-- GIVEN TASK A --
In the text on 5G antenna packaging, which packaging approach has been the first choice for antenna-in-package (AiP)?
-- GIVEN TASK B --
Using the text on 5G antenna packaging, explain why it is desirable to integrate the antenna into the SiP.
-- GIVEN TASK C --
Go on with the text on 5G antenna packaging, starting after its final sentence.

-- TEXT --

* begin *

Antenna technology and layout are one of the most critical challenges for 5G semiconductor systems. At millimeter-wave frequencies, the long path from the semiconductor packaging to the antenna represents high losses, making it desirable to integrate the antenna into the SiP. Higher frequencies require smaller antennas (measured in millimeters rather than centimeters), making them easier to integrate into SiP from a footprint perspective. However, a single antenna must currently operate with multiple frequency bands, making the antenna and additional circuitry more complex.

To integrate antenna elements with radio frequency components for 5G mobile communications, various packaging solutions with different architectures have been proposed. Due to cost and mature supply chains, flip-chip based on laminated substrates has been the first choice for antenna-in-package (AiP) packaging. Fan-out WLP/PLP packaging, benefiting from high signal performance, low losses, and reduced form factors, is a promising solution for AiP integration, but it requires double-sided redistribution layers (RDL). Apart from a few manufacturers, most OSATs are not yet ready to mass-produce using this technology.

* end *

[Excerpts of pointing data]
* begin *

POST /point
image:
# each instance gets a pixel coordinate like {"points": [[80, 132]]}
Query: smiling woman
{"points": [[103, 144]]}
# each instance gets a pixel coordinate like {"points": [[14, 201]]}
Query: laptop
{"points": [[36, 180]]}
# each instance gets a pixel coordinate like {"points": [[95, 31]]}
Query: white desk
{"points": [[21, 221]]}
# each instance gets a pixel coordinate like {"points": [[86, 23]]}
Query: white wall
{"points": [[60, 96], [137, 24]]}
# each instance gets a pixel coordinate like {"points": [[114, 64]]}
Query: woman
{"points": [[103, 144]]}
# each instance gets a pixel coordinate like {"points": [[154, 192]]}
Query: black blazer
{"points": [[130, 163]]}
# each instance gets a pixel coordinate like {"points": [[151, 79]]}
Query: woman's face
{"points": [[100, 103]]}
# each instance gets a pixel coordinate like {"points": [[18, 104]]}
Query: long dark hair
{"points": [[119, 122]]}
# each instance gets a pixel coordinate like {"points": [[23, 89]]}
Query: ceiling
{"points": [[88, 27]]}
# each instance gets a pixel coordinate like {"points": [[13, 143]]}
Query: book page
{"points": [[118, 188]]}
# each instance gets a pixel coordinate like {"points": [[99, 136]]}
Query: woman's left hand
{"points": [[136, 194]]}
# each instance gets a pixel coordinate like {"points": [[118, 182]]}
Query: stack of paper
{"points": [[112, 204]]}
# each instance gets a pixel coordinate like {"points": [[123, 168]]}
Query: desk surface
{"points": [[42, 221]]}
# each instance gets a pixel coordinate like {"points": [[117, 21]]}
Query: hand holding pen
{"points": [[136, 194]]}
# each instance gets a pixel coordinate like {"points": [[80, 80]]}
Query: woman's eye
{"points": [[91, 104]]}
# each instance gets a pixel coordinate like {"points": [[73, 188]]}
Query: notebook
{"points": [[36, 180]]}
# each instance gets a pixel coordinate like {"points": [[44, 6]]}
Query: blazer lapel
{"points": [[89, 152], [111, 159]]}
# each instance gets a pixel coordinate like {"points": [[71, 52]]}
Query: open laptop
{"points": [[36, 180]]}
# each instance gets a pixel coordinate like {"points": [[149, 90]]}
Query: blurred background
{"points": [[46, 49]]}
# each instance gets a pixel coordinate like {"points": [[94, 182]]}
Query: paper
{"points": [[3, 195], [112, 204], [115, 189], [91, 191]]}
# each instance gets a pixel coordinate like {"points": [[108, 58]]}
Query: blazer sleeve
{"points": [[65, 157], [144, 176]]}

* end *

-- EXPECTED ANSWER A --
Flip-chip based on laminated substrates.

-- EXPECTED ANSWER B --
At millimeter-wave frequencies, the long path from the semiconductor packaging to the antenna causes high losses. Integrating the antenna into the SiP avoids this, and the smaller antennas that higher frequencies require are easier to fit into the SiP footprint.

-- EXPECTED ANSWER C --
Additionally, the circuits need to be shielded from antenna radiation while ensuring that the antenna is not blocked and can achieve clear reception/transmission. Just like laminated substrates, ceramics and glass have also become new choices for packaging substrate materials. The selection of 5G millimeter-wave packaging substrate materials must be balanced in terms of electrical characteristics, cost, processability, and supply chain readiness. Due to cost and material/component supply chain readiness, organic laminated substrates will be the first to be applied (along with limited ceramic applications), followed by ceramics and glass.